Revision as of 01:33, 16 October 2014

Cornell iGEM

Wet Lab

Idea

Mercury, nickel, and lead were targeted for sequestration by our strain of bacteria by utilizing the efficient binding properties of the pea metallothionein and specificity of the respective metal transport proteins, merT/merP1, nixA2,and CBP4. First, the yeast metallothionein3 as well as each of the three heavy metal transport proteins were biobricked. Then, our wetlab sub team combined the parts to develop functional composite constructs. The idea of utilizing of metallothioneins in parallel with metal transporters for sequestration has been studied in depth for mercury and nickel. However, this idea has never been investigated for lead primarily due to a lack of characterization of the lead transporter.

To test the sequestration efficiency of each metal, E.coli BL21-A1 was transformed with the pea metallothionein as well the respective metal transporter for the targeted metal. The sequestering strains can be placed into fiber reactors to develop functional sequestering filters (see drylab).

Components

Experiments

The growth rates of the sequestering strain were measured using spectrophotometry. In addition, two methods were used to determine heavy metal sequestration efficiency.

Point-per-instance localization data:
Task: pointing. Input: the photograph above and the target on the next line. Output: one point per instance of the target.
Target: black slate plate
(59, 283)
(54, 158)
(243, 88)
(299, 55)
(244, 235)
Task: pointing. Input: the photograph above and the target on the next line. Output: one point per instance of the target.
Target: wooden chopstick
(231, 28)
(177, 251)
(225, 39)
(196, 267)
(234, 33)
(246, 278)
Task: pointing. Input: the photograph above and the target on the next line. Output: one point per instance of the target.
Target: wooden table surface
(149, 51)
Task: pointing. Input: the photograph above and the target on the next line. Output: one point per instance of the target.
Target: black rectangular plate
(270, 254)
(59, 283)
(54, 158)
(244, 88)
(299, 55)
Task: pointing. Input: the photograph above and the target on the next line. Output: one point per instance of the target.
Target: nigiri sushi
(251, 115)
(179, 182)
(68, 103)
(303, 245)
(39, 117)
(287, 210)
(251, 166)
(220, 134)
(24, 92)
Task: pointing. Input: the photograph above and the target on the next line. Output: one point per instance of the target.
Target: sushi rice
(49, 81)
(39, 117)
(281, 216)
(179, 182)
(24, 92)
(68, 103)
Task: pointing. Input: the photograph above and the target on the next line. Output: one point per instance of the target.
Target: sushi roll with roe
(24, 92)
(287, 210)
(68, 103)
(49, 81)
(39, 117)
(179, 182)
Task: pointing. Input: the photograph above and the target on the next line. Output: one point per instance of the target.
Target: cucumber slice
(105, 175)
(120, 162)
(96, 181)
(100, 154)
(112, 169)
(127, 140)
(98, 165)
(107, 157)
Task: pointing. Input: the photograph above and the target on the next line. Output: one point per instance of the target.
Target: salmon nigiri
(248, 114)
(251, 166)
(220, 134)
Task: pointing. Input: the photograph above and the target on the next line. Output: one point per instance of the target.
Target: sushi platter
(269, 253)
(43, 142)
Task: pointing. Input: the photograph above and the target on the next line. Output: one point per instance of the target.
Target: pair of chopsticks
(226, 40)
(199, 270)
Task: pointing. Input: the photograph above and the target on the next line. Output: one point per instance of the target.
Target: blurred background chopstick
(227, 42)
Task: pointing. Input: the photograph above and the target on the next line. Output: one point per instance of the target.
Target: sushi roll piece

- ABOUT THIS EXERCISE:
Continue the Cornell iGEM wet lab page on heavy metal sequestration, picking up after its final sentence. The items stand apart from the Cornell iGEM wet lab page and are not part of it.

- RESULT:
A spectrophotometer to analyze and compare the kinetic growth rates of E. coli cultures expressing either the metallothionein, transporter proteins, both metallothionein and transporter, and just the vector backbone, as a control.

We hypothesized that the control culture would be mildly sensitive to growth in metal-containing media, while the cultures with the transport protein would be more sensitive to growth in metal-containing media due to increased access of the heavy metal to cellular machinery. Finally, bacteria transformed with both the metal transporter and metallothionein protein would be the least sensitive in metal-containing media. Each strain was grown in different heavy metal concentrations.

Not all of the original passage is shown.